[Rows from a box labeling dataset]
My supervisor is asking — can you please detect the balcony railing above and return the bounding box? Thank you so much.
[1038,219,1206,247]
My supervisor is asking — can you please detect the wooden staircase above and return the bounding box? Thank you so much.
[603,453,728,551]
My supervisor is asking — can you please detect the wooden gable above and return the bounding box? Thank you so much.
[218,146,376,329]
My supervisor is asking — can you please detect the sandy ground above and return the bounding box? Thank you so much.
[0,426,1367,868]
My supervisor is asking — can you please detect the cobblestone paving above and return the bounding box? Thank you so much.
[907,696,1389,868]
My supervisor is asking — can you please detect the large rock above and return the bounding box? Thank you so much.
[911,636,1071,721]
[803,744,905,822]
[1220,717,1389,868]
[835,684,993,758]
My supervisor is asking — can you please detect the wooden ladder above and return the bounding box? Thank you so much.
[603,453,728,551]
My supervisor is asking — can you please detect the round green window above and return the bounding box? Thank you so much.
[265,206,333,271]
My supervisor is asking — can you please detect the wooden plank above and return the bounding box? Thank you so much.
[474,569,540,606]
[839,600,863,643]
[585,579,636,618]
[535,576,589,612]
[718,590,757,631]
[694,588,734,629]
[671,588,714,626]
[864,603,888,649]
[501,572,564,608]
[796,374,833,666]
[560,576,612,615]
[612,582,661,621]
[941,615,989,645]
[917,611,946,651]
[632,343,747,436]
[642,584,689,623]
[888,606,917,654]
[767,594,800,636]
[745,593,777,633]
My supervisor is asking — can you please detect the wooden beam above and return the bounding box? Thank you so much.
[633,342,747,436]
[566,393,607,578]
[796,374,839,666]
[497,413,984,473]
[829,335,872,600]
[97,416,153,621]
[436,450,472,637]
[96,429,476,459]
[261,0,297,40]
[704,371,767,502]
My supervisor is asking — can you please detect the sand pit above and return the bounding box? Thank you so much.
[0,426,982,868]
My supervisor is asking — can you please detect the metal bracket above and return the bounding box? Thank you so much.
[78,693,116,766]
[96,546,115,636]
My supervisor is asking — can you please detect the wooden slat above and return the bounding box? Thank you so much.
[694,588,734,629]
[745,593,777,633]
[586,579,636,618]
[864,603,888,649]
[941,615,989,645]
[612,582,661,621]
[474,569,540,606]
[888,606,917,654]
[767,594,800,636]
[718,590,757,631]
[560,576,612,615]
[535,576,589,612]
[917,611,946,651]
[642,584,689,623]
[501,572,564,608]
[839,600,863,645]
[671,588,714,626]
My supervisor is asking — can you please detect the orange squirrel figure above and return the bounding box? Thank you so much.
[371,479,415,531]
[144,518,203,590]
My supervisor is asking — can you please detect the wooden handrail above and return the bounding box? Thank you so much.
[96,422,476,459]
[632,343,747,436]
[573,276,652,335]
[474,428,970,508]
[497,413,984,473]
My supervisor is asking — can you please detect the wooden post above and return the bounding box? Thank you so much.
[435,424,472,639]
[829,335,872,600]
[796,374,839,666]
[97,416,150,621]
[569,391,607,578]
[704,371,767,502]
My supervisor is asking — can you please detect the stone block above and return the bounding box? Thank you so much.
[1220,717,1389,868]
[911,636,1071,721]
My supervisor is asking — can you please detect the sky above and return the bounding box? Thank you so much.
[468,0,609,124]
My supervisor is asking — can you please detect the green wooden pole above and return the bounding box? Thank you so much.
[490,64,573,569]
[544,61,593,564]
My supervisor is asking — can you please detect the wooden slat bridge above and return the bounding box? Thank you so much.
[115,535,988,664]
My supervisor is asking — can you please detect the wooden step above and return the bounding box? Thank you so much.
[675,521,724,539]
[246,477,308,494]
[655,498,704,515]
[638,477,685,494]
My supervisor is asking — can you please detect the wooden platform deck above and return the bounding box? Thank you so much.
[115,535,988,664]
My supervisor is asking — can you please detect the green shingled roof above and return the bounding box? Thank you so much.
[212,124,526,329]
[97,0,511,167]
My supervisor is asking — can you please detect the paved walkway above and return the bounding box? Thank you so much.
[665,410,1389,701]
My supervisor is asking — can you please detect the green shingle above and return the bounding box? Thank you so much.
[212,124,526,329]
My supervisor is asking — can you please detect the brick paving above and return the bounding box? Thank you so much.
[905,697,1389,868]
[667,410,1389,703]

(EXERCISE DIRECTIONS):
Rewrite every item above, changing each "bounding box" to "box coordinates" and leaving everything else untouched.

(RESULT BELOW):
My supervisor is asking — can you please detect the balcony railing above and return the box coordinates? Thank you so much.
[1038,219,1206,247]
My supervisor is asking — can you please detect the wooden staircase above and return the box coordinates? Thank you so much.
[603,453,728,551]
My supervisor is asking — can you please detect the wooden gable above and return the box coordinates? Thank you so much.
[218,146,376,329]
My supervisor is asking — can you please detect the sandy ground above and return the box coordinates? Thank you so much.
[0,426,1367,868]
My supervisor is asking — can you please detect the cobblestone paving above and return the box coordinates? Thank you so much.
[907,696,1389,868]
My supervisor is asking — can you please detect the large rock above and return the box coordinates? Thank you so much.
[911,636,1071,721]
[803,744,905,822]
[1220,717,1389,868]
[835,684,993,758]
My supervisor is asking — can you please detect the wooden ladder above and return the box coordinates? Thank you so much.
[603,453,728,551]
My supervisor is asking — can you please detect the round green window above and return the box coordinates? Thank you so much.
[265,206,333,271]
My supervisor is asking — can you please detect the wooden plank above and return the box coordinates? Thank you so much.
[474,569,540,606]
[839,600,863,643]
[585,579,636,618]
[535,576,589,612]
[718,590,757,631]
[694,588,734,629]
[671,588,714,626]
[864,603,888,649]
[501,572,564,608]
[796,374,833,666]
[560,576,612,615]
[612,582,661,621]
[941,615,989,645]
[917,611,946,651]
[632,343,747,436]
[642,584,689,623]
[888,606,917,654]
[767,594,800,636]
[745,593,777,633]
My supervisor is asking — can you please detect the wooden beam above and return the box coordinates? Thank you so much.
[633,342,747,436]
[566,393,607,578]
[796,374,839,666]
[497,413,984,473]
[829,335,872,600]
[97,416,153,621]
[436,450,472,637]
[96,429,476,459]
[261,0,297,40]
[704,371,767,502]
My supervisor is asking — can you please detect the sand pit above and return the box coordinates? Thank you so much.
[0,426,982,868]
My supervisor is asking — can you please detect the metal bracket above and return the box coordinates? Thank you so much.
[78,693,116,766]
[96,546,115,636]
My supervisor is asking — can you please detect the wooden slat above and return the box coordinates? Thank you so much.
[694,588,734,629]
[745,593,777,633]
[586,579,636,618]
[864,603,888,649]
[941,615,989,645]
[612,582,661,621]
[474,569,540,606]
[888,606,917,654]
[767,594,800,636]
[718,590,757,631]
[560,576,612,615]
[535,576,589,612]
[917,611,946,651]
[642,584,689,623]
[501,572,564,608]
[839,600,863,645]
[671,588,714,626]
My supervisor is asking — can you please detect the orange squirrel figure above and return the box coordinates? Thank you so much.
[371,479,415,531]
[144,518,203,590]
My supervisor is asking — can you please detect the wooden handrail above and return the box coordinates? Thank you so much.
[96,422,476,459]
[632,343,747,436]
[573,276,652,335]
[474,428,970,508]
[497,413,984,473]
My supervisor is asking — can you please detect the wooden post above and return the box coordinates? Thank you so much.
[435,424,472,639]
[829,335,872,600]
[796,374,839,666]
[97,416,150,621]
[569,391,607,578]
[704,371,767,502]
My supervisor is asking — can you please detect the stone block above and return the box coordinates? Thank you so much.
[1220,717,1389,868]
[911,636,1071,721]
My supervisor is asking — can you please detect the sky above and return the box coordinates? Thank you so much.
[468,0,609,124]
My supervisor is asking — can you please detect the green wooden pole above and return the box coordinates? Thank you so much.
[490,64,573,569]
[544,61,593,564]
My supervisor is asking — can you please detect the wooden slat bridge above and return the box coordinates? Thank you so much.
[115,535,988,664]
My supervisor is asking — can you please detect the wooden step above and return the box coordinates? Thank you so much.
[675,521,724,539]
[246,477,308,494]
[655,498,704,515]
[638,477,685,494]
My supervisor is asking — can you please detect the wooden platform deck above and return the box coordinates? Thank you so much.
[115,535,988,664]
My supervisor is asking — can you please detect the green shingled roof above and return the box coordinates? Thank you so much.
[212,124,526,329]
[97,0,511,167]
My supervisor is asking — can you please detect the paved walkway above and return the box coordinates? Thank you so much.
[665,410,1389,701]
My supervisor is asking — can you please detect the green shingle above and return the box coordinates? Thank you so much.
[212,124,526,329]
My supervisor is asking — can you please detect the brick paving above and return the box coordinates? Thank you so much.
[905,697,1389,868]
[667,410,1389,703]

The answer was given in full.